### Selected extract

════

Politics
I leave you this fine evening with a column about Hillary Clinton.
According to this New York Times story, young people are more progressive than older people. Duh. There’s a reason young people are more progressive than older people. They have less experience (and hence less knowledge of what works and what doesn’t work), less of a stake in existing institutions and practices (and hence a greater commitment to individual liberty vis-à-vis order and security), fewer (if any) children, and, because most of their life lies ahead of them rather than behind them, a different view of the future. As people age, they become (more) conservative. So really, the question the Times reporters should have asked (and tried to answer) is whether the percentage of young people who are progressive is higher than what it used to be. In other words, compare young people across time, not young people with old people at a given time.

════

### Data for the task
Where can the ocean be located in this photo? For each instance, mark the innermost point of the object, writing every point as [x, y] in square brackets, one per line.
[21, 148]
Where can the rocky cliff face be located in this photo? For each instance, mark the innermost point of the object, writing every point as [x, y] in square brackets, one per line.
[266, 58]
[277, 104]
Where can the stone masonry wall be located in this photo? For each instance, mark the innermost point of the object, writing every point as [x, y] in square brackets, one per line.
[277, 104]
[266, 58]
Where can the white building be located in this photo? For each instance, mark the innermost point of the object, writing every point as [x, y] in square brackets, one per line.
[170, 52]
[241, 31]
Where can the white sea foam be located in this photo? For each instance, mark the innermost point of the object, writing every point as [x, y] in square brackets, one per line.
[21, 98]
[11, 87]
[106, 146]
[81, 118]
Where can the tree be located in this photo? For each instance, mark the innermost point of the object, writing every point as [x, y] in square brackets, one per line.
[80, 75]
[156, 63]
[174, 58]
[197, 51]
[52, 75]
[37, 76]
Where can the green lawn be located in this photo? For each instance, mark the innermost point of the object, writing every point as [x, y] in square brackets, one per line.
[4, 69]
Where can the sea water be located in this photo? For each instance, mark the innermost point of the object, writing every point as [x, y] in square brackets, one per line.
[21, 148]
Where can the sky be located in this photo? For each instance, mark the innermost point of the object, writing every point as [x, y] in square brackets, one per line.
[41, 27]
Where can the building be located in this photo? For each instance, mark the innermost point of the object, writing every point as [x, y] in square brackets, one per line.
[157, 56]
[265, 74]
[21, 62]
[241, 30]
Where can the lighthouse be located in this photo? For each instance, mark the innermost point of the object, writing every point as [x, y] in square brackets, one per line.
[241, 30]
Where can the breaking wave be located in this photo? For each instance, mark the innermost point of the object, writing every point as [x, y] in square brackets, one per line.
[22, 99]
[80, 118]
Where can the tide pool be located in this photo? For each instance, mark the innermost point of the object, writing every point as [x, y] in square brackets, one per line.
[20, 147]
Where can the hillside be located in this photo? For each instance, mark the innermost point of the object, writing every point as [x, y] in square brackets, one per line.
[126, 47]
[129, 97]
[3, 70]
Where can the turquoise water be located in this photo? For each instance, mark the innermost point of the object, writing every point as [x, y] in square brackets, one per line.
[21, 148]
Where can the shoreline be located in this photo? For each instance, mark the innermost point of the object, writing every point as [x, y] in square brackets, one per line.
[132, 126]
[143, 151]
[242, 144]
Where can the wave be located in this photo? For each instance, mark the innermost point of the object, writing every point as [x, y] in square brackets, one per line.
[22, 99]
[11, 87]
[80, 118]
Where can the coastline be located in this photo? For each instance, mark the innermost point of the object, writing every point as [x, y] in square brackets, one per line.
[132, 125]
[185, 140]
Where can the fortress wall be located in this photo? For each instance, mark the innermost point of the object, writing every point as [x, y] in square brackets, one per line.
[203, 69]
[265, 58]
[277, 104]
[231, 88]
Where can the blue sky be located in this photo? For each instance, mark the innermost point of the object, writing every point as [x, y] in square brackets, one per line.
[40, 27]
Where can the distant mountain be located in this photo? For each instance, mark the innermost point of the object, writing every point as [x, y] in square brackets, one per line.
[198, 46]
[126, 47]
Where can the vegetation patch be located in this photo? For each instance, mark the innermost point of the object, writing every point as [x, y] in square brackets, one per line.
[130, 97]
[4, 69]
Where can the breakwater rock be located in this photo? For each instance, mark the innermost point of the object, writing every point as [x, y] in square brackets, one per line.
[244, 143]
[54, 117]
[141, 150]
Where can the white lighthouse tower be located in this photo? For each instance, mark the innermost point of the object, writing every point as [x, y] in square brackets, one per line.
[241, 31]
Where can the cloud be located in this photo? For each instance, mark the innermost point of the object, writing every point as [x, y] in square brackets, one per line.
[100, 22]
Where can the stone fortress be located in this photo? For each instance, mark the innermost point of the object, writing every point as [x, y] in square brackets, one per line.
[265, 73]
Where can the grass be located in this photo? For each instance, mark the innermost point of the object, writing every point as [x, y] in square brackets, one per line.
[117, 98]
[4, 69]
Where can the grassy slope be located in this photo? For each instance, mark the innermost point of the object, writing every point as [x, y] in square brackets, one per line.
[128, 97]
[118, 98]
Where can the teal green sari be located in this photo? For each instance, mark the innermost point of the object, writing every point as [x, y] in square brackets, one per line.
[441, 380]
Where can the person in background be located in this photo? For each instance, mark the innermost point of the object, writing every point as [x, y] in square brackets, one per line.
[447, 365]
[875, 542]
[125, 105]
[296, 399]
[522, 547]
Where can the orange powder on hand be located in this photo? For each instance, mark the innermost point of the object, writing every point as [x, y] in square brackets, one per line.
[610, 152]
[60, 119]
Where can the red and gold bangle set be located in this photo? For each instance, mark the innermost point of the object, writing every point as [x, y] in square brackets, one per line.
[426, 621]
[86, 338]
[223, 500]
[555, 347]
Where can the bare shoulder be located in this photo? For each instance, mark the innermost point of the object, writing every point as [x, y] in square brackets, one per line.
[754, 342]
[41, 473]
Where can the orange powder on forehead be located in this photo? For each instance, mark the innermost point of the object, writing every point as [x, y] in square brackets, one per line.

════

### Requirements
- a) Find every line in the records that contains the word "orange", and copy each of those lines. Case counts.
- b) Extend the post on why young people are more progressive than older people, picking up after its final sentence.

### Answers in order
- a)
Where can the orange powder on hand be located in this photo? For each instance, mark the innermost point of the object, writing every point as [x, y] in square brackets, one per line.
Where can the orange powder on forehead be located in this photo? For each instance, mark the innermost point of the object, writing every point as [x, y] in square brackets, one per line.

- b)
Addendum: Even if it’s true that the percentage of young people who are progressive is higher than what it used to be, it doesn’t follow that the trend will continue. It could be a cycle.
6-27-87 Saturday. I should say a few words about yesterday’s purchase of Levi’s. Many years ago, perhaps a decade, I threw away my last pair of denim blue jeans, vowing never to own or wear another pair. There was nothing profound about this decision; I just felt that blue jeans represented a part of me that I was uncomfortable with. It was a change in image, I guess. But now I’ve broken down and purchased another pair. Why? For one thing, they’re cheap. Compared to other kinds of slacks, blue jeans are inexpensive. I paid sixteen dollars for this pair. Second, they’re easy to care for. In fact, the more you wash blue jeans, the better they look. I think faded, crisp-looking jeans are attractive, whether on men or women. Finally, they’re comfortable. I intend to wear my Levi’s to school, around the apartment, and on jaunts around town. If I like them as much as I think I will, I may even buy additional pairs. [Denim jeans are blue-collar clothing. By giving them up 10 years earlier, I was (1) rejecting my working-class origins and (2) announcing my move into the professional (middle-class) world of law. By going back to them, I was returning to my working-class roots.]
. . .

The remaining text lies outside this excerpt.